WHAT NEEDS TO BE DONE: Every record below must be set down again exactly as given.

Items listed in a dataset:
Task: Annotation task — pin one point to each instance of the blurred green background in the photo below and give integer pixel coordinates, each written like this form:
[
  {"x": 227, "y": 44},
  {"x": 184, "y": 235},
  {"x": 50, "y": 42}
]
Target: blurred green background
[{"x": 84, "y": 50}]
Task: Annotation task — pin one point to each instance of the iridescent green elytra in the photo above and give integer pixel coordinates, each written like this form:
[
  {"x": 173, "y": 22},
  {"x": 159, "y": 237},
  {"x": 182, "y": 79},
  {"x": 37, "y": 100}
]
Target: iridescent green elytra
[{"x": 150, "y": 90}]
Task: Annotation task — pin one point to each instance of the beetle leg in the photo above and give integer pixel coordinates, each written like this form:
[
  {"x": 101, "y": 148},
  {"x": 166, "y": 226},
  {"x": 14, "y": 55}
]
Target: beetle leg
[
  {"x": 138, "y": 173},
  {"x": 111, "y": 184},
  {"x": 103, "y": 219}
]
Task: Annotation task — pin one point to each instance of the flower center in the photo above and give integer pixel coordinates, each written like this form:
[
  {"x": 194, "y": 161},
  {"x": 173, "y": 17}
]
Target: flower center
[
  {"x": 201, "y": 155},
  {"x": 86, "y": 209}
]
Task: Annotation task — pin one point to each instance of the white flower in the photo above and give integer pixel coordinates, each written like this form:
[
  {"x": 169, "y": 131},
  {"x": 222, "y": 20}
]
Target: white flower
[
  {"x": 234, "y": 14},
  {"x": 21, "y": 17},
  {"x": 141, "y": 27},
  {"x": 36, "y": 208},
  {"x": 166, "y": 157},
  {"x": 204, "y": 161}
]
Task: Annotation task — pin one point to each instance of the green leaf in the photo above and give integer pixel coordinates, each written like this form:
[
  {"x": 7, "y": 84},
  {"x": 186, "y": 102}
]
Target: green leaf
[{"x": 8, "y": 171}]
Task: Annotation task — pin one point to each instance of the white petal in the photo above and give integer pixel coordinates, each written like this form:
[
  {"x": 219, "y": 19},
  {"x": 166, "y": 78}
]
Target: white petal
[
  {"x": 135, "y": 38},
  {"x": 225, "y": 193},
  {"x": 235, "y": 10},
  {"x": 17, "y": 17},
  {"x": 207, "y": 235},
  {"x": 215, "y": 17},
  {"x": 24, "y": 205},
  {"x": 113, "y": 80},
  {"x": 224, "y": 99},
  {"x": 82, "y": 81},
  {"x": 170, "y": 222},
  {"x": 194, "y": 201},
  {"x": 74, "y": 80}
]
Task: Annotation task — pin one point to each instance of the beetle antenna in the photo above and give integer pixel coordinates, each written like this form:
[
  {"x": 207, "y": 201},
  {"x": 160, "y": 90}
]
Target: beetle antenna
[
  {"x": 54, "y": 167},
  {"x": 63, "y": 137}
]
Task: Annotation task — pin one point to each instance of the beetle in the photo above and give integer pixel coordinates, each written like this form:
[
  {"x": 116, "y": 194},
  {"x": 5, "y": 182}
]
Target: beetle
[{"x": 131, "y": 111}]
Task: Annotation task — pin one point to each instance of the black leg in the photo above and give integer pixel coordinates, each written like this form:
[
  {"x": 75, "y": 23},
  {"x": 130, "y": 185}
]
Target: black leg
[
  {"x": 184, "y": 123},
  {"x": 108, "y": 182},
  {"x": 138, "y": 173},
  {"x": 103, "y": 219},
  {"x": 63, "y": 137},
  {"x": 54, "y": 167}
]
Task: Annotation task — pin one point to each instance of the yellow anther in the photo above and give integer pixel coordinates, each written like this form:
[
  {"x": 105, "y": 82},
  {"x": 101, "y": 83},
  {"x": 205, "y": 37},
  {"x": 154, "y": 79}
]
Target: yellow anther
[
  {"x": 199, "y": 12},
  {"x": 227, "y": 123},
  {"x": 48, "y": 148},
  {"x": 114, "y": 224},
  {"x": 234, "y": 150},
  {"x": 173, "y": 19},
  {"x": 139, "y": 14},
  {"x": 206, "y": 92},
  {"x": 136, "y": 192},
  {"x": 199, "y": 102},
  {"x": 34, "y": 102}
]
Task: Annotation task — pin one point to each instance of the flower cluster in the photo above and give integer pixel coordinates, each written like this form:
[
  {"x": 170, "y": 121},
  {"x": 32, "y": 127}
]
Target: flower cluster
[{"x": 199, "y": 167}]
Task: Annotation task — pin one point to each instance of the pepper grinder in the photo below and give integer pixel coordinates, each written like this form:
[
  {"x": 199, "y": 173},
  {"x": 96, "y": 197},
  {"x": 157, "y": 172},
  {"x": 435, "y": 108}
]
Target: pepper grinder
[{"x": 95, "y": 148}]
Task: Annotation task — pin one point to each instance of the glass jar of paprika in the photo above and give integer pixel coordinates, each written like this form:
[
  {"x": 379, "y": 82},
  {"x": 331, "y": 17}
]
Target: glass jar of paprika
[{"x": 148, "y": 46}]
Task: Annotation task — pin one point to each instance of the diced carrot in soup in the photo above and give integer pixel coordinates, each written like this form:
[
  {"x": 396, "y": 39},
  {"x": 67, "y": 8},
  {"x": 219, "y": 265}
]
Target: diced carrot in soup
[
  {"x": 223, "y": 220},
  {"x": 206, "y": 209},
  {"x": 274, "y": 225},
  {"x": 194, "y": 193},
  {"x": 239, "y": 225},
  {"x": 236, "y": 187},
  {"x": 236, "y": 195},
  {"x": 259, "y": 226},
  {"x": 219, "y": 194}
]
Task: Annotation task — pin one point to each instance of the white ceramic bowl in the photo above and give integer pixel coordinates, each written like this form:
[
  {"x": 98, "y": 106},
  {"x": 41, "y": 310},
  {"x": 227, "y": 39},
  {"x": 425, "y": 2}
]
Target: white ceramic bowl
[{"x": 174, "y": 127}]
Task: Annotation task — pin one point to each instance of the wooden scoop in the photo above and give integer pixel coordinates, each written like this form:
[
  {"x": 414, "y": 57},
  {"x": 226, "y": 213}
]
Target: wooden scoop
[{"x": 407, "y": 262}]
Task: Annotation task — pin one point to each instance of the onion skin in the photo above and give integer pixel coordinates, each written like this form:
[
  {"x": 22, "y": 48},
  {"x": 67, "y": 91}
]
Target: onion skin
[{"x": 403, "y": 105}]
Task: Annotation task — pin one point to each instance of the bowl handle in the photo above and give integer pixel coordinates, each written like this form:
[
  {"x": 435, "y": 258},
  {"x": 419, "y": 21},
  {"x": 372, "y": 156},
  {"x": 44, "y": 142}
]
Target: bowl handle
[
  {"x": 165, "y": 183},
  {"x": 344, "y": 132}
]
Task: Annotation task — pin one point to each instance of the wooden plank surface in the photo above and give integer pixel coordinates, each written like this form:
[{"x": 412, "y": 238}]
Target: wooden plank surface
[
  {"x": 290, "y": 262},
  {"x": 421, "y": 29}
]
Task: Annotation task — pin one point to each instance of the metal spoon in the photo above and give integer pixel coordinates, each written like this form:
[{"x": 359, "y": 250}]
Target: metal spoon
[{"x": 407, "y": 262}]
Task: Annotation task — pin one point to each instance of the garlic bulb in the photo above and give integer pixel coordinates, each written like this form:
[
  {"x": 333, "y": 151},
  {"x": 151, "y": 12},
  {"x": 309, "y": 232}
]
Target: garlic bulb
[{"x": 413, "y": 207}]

OUTPUT:
Task: Annotation task — pin one point to each instance of the blurred green background in the photo below and give integer pixel coordinates, each written like this form:
[
  {"x": 227, "y": 44},
  {"x": 184, "y": 235},
  {"x": 50, "y": 42}
]
Target: blurred green background
[{"x": 84, "y": 50}]
Task: Annotation task — pin one point to each instance of the iridescent green elytra in the photo above and give integer pixel coordinates, each written like this form:
[
  {"x": 173, "y": 22},
  {"x": 159, "y": 237},
  {"x": 182, "y": 79},
  {"x": 37, "y": 100}
]
Target: iridescent green elytra
[{"x": 150, "y": 90}]
Task: Annotation task — pin one point to each instance of the beetle leg in the photo above and give integer pixel coordinates, each written like this form:
[
  {"x": 101, "y": 148},
  {"x": 166, "y": 226},
  {"x": 14, "y": 55}
]
Target: beetle leg
[
  {"x": 138, "y": 173},
  {"x": 111, "y": 184},
  {"x": 103, "y": 219}
]
Task: Annotation task — pin one point to each instance of the flower center in the photo above and give integer pixel coordinates, each written like this form:
[
  {"x": 194, "y": 161},
  {"x": 173, "y": 17}
]
Target: flower center
[
  {"x": 201, "y": 155},
  {"x": 86, "y": 209}
]
Task: Annotation task — pin one point to each instance of the white flower in the photo above and give integer pixel coordinates, each written like this form:
[
  {"x": 169, "y": 131},
  {"x": 222, "y": 20}
]
Target: white flower
[
  {"x": 234, "y": 14},
  {"x": 21, "y": 17},
  {"x": 141, "y": 27},
  {"x": 36, "y": 208},
  {"x": 166, "y": 157},
  {"x": 204, "y": 161}
]
Task: Annotation task — pin one point to each instance of the green leaf in the photo above and give integer pixel coordinates, each written like this form:
[
  {"x": 7, "y": 84},
  {"x": 186, "y": 102}
]
Target: green leaf
[{"x": 8, "y": 171}]
Task: Annotation task — pin one point to each instance of the white petal in the photo above and give integer pixel coordinates, each written like this form:
[
  {"x": 219, "y": 19},
  {"x": 166, "y": 78}
]
Target: white petal
[
  {"x": 135, "y": 38},
  {"x": 225, "y": 193},
  {"x": 235, "y": 10},
  {"x": 17, "y": 17},
  {"x": 207, "y": 235},
  {"x": 215, "y": 17},
  {"x": 24, "y": 205},
  {"x": 113, "y": 80},
  {"x": 224, "y": 99},
  {"x": 82, "y": 81},
  {"x": 170, "y": 222},
  {"x": 194, "y": 201},
  {"x": 74, "y": 80}
]
Task: Annotation task — pin one point to each instance of the beetle antenna in the photo above and give integer pixel coordinates, each written like this form:
[
  {"x": 207, "y": 201},
  {"x": 160, "y": 90}
]
Target: beetle antenna
[
  {"x": 54, "y": 167},
  {"x": 63, "y": 137}
]
Task: Annotation task — pin one point to each instance of the beetle in the photo above and give integer pixel coordinates, each written like this form:
[
  {"x": 116, "y": 194},
  {"x": 5, "y": 182}
]
Target: beetle
[{"x": 131, "y": 111}]
Task: Annotation task — pin one point to each instance of the black leg in the photo above and give integer pixel coordinates, each written like this form:
[
  {"x": 75, "y": 23},
  {"x": 130, "y": 185}
]
Target: black leg
[
  {"x": 184, "y": 123},
  {"x": 108, "y": 182},
  {"x": 138, "y": 173},
  {"x": 103, "y": 219},
  {"x": 63, "y": 137},
  {"x": 54, "y": 167}
]
Task: Annotation task — pin one point to each instance of the yellow anther in the photo above and give integer pixel coordinates, each written like this form:
[
  {"x": 105, "y": 82},
  {"x": 101, "y": 83},
  {"x": 205, "y": 37},
  {"x": 154, "y": 79}
]
Target: yellow anther
[
  {"x": 199, "y": 12},
  {"x": 227, "y": 123},
  {"x": 48, "y": 148},
  {"x": 114, "y": 224},
  {"x": 234, "y": 150},
  {"x": 173, "y": 19},
  {"x": 139, "y": 14},
  {"x": 206, "y": 92},
  {"x": 136, "y": 192},
  {"x": 199, "y": 102},
  {"x": 34, "y": 102}
]
Task: Annotation task — pin one point to each instance of the flower cluster in the photo above and give integer pixel coordinates, each written like this form:
[
  {"x": 170, "y": 121},
  {"x": 32, "y": 127}
]
Target: flower cluster
[{"x": 199, "y": 167}]
Task: Annotation task — pin one point to each instance of the pepper grinder in the photo below and give integer pixel coordinates, each written like this form:
[
  {"x": 199, "y": 173},
  {"x": 96, "y": 197},
  {"x": 157, "y": 172},
  {"x": 435, "y": 108}
]
Target: pepper grinder
[{"x": 95, "y": 148}]
Task: Annotation task — pin one point to each instance of the glass jar of paprika in the photo above and give integer pixel coordinates, each written like this form:
[
  {"x": 379, "y": 82},
  {"x": 331, "y": 17}
]
Target: glass jar of paprika
[{"x": 148, "y": 46}]
Task: Annotation task — pin one point to each instance of the diced carrot in soup in the photo above and give integer pixel coordinates, each written like this form:
[
  {"x": 396, "y": 39},
  {"x": 67, "y": 8},
  {"x": 219, "y": 265}
]
Target: diced carrot in soup
[
  {"x": 223, "y": 220},
  {"x": 206, "y": 209},
  {"x": 274, "y": 225},
  {"x": 194, "y": 193},
  {"x": 239, "y": 225},
  {"x": 236, "y": 187},
  {"x": 236, "y": 195},
  {"x": 259, "y": 226},
  {"x": 219, "y": 194}
]
Task: Annotation task — pin one point to each instance of the white ceramic bowl in the photo above and give integer pixel coordinates, each written like this form:
[
  {"x": 98, "y": 106},
  {"x": 41, "y": 310},
  {"x": 227, "y": 39},
  {"x": 425, "y": 2}
]
Target: white ceramic bowl
[{"x": 174, "y": 127}]
Task: Annotation task — pin one point to each instance of the wooden scoop in the photo above and give integer pixel coordinates, each written like this form:
[
  {"x": 414, "y": 57},
  {"x": 226, "y": 213}
]
Target: wooden scoop
[{"x": 407, "y": 262}]
Task: Annotation task — pin one point to each instance of the onion skin in the photo above and give integer pixel coordinates, each written like this form:
[
  {"x": 22, "y": 48},
  {"x": 67, "y": 91}
]
Target: onion skin
[{"x": 403, "y": 105}]
Task: Annotation task — pin one point to each instance of the bowl handle in the photo above and give integer pixel coordinates, each written like this form:
[
  {"x": 435, "y": 258},
  {"x": 419, "y": 21},
  {"x": 372, "y": 156},
  {"x": 44, "y": 142}
]
Target: bowl handle
[
  {"x": 165, "y": 183},
  {"x": 344, "y": 132}
]
Task: Annotation task — pin one point to each instance of the wooden plank surface in the photo above and give integer pixel coordinates, each written like this form:
[{"x": 412, "y": 238}]
Target: wooden plank surface
[
  {"x": 290, "y": 262},
  {"x": 421, "y": 29}
]
Task: Annotation task — pin one point to each instance of the metal spoon in the photo above and give integer pixel coordinates, each written like this form:
[{"x": 359, "y": 250}]
Target: metal spoon
[{"x": 407, "y": 262}]
Task: Annotation task — pin one point to each instance of the garlic bulb in the photo above and give integer pixel coordinates, each written like this form:
[
  {"x": 333, "y": 151},
  {"x": 151, "y": 12},
  {"x": 309, "y": 232}
]
Target: garlic bulb
[{"x": 413, "y": 207}]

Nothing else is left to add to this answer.